§ **Description of the task**:
Reproduce the entries from the line containing "Dataset class: paved street" through the line containing "[33,0,77,37]", replacing "facade" with "exterior" and leaving everything else unchanged.

-- start of Information provided --

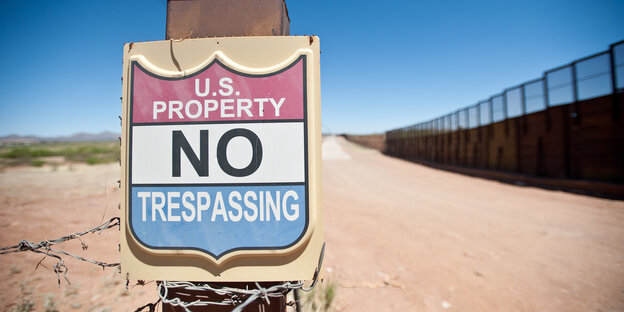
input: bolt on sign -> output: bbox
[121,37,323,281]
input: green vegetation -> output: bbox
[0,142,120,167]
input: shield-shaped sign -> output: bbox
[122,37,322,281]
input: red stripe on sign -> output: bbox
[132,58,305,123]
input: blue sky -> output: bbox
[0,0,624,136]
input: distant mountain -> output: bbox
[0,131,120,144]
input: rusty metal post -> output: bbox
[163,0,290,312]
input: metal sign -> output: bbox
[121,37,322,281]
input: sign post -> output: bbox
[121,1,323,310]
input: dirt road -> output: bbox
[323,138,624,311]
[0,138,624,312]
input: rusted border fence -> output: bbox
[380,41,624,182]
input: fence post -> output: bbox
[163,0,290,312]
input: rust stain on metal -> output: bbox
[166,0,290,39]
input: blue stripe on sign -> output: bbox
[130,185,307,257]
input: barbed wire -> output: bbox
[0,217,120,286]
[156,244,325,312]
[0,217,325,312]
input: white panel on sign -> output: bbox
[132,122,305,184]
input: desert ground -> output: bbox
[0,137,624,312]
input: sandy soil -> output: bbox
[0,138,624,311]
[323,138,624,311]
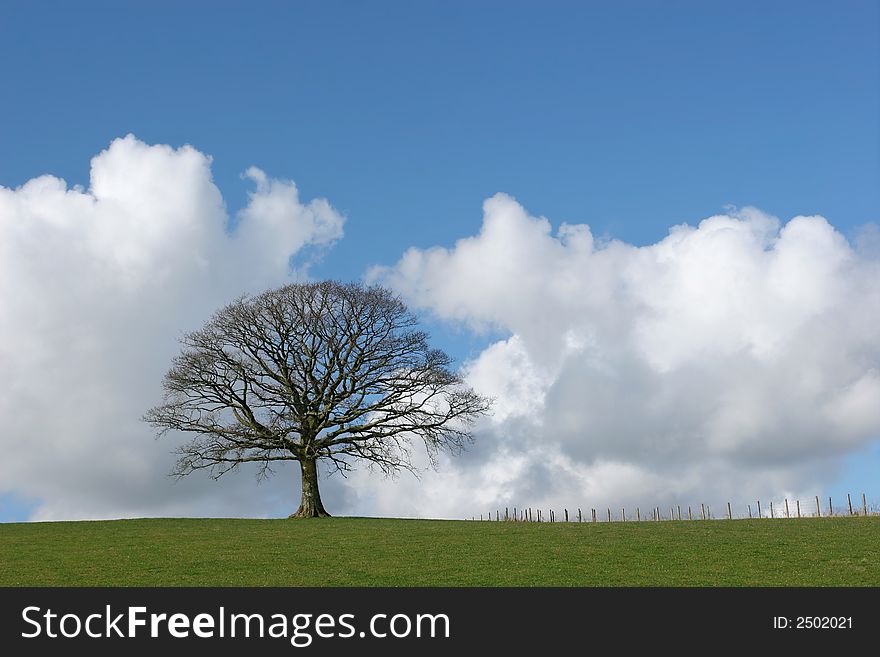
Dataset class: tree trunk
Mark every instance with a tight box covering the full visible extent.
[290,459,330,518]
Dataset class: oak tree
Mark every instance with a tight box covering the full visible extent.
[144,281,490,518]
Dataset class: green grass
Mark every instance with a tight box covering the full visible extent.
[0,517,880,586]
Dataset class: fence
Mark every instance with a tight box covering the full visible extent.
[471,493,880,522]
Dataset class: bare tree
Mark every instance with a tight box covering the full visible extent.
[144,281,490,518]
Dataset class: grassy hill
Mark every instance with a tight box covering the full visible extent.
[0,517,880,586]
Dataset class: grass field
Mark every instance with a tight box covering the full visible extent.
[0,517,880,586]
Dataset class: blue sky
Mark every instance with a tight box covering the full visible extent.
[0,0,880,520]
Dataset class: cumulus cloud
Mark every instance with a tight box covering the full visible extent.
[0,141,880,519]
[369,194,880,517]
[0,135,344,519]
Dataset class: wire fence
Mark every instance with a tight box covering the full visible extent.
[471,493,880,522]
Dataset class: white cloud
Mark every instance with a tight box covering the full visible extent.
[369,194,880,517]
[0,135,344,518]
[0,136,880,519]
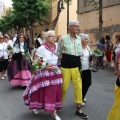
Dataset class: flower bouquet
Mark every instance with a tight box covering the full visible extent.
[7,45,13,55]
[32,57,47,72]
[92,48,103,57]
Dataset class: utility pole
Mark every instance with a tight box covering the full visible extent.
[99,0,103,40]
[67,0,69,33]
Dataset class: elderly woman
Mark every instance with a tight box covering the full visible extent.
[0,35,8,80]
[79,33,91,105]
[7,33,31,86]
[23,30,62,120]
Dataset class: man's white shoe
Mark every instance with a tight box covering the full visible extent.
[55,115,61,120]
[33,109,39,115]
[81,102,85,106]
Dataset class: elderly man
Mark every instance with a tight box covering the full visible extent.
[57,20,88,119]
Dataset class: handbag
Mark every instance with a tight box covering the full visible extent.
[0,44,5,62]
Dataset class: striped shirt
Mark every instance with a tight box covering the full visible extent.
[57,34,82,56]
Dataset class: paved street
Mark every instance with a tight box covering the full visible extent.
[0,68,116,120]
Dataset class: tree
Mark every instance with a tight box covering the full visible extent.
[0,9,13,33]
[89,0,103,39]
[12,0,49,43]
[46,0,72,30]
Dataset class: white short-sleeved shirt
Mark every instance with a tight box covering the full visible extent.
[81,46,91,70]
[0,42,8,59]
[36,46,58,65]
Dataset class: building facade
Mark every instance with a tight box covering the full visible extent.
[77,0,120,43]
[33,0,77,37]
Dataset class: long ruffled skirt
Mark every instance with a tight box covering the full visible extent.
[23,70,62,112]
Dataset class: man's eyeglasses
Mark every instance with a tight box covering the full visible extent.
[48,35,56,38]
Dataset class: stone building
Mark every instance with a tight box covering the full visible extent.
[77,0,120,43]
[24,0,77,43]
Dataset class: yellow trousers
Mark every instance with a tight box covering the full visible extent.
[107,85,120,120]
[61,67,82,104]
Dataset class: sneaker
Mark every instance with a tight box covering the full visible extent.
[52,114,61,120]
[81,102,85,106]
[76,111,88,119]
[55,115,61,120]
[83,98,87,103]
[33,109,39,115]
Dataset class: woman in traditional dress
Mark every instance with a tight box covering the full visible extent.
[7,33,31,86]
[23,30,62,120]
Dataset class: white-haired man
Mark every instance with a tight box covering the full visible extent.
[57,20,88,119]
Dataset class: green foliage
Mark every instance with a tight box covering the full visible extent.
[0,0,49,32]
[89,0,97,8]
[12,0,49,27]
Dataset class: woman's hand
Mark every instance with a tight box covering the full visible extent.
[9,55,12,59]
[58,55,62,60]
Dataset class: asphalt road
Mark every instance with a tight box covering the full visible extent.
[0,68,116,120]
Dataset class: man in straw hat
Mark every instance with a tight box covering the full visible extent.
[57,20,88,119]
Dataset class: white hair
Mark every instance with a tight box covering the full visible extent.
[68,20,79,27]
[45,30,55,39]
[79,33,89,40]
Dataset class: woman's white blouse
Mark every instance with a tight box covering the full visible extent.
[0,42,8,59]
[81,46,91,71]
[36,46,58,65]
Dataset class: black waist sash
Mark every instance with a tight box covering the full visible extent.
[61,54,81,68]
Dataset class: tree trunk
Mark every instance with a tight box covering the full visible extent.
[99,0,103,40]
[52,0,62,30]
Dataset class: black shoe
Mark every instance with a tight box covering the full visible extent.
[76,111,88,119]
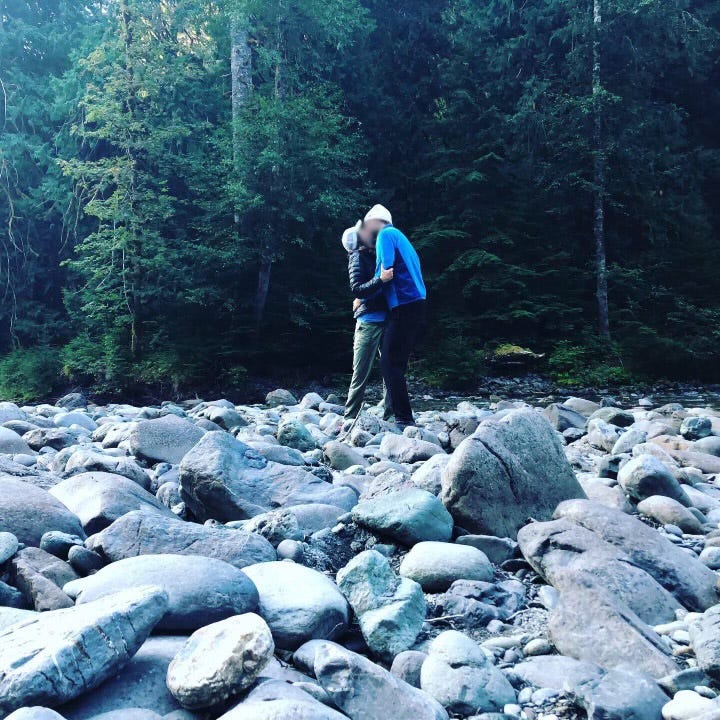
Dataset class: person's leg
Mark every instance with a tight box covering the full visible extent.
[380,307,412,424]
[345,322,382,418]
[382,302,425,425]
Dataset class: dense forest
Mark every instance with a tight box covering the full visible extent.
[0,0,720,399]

-- end of Information provided --
-- start of Information provided --

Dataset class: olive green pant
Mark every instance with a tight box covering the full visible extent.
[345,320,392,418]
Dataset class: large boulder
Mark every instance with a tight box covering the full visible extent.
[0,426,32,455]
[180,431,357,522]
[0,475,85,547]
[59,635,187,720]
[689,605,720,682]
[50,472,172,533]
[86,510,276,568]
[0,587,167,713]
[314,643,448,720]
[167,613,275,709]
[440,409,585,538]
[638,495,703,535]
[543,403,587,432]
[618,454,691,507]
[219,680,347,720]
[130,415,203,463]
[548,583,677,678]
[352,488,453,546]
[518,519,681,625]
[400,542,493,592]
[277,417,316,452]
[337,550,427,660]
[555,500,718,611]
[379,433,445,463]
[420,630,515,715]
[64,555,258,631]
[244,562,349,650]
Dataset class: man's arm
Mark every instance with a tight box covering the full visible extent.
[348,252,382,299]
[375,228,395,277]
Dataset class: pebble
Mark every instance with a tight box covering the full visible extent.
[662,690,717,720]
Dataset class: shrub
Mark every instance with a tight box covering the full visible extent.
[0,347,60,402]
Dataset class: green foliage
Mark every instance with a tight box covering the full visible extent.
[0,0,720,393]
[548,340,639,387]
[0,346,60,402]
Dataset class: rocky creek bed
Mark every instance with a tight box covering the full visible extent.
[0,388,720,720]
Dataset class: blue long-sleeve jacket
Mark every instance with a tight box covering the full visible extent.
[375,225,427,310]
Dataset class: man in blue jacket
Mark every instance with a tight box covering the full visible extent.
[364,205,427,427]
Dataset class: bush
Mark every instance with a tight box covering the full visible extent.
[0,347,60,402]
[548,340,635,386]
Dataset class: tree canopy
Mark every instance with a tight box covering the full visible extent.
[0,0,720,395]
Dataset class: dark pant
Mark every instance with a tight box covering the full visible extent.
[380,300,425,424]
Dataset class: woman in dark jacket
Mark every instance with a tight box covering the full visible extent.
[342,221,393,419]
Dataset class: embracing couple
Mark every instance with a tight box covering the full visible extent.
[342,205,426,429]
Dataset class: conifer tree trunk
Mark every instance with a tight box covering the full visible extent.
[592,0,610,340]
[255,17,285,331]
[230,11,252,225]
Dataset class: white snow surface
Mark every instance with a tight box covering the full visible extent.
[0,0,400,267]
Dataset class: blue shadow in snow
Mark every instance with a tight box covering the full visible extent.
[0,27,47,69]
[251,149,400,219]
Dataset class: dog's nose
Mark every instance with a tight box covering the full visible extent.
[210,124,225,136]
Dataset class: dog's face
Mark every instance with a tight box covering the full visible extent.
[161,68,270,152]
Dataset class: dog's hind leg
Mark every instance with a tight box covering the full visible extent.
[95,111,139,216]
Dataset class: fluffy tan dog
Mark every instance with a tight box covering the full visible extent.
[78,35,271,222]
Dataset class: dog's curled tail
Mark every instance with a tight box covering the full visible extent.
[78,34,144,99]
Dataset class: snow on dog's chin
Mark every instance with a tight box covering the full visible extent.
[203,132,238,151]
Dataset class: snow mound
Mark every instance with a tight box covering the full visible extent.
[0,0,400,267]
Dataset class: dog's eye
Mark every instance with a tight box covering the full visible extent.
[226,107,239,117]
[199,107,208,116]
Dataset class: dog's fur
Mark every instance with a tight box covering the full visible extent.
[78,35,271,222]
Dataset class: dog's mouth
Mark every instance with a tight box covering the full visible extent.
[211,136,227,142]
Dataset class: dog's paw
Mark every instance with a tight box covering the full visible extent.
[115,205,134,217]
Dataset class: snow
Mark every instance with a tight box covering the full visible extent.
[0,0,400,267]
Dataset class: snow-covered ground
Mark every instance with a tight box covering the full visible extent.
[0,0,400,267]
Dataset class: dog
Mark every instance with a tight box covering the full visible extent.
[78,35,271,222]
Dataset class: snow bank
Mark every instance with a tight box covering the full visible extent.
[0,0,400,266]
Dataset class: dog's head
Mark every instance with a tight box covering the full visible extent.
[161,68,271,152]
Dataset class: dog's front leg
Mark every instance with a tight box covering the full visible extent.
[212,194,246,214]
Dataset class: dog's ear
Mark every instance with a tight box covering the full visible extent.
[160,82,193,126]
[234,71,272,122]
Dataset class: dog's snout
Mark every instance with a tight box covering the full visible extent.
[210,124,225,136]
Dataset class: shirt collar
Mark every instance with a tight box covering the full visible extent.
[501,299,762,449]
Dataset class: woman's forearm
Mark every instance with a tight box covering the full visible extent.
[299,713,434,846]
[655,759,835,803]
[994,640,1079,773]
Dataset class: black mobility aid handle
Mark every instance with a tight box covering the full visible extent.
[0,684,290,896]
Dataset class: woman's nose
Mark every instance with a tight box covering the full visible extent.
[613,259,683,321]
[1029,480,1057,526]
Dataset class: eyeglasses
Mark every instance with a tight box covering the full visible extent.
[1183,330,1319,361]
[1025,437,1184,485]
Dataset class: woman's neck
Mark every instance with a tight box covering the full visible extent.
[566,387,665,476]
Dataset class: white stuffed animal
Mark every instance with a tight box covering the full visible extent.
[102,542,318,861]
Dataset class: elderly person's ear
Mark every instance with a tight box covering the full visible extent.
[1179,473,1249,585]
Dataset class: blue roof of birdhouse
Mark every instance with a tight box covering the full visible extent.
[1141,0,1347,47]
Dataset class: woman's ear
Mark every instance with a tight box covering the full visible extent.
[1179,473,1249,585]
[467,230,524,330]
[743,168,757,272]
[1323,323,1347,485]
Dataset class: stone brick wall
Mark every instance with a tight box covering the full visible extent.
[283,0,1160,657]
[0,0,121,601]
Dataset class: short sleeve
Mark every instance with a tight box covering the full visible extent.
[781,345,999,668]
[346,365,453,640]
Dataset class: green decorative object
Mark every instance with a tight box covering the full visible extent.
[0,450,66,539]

-- end of Information provided --

§ **Completed task**:
Dataset class: paved street
Mark every instance with a tight box covering the full visible extent.
[0,68,116,120]
Dataset class: tree
Mark every instance with a tight box covering the full visible extent.
[0,9,13,33]
[89,0,103,39]
[12,0,49,43]
[46,0,72,30]
Dataset class: white short-sleeved shirt
Mark every instance with a tight box covering the full visible extent.
[81,46,91,70]
[0,42,8,59]
[36,46,58,65]
Dataset class: building exterior
Mark every instance with a tight box covering the full visible extent.
[77,0,120,43]
[33,0,77,37]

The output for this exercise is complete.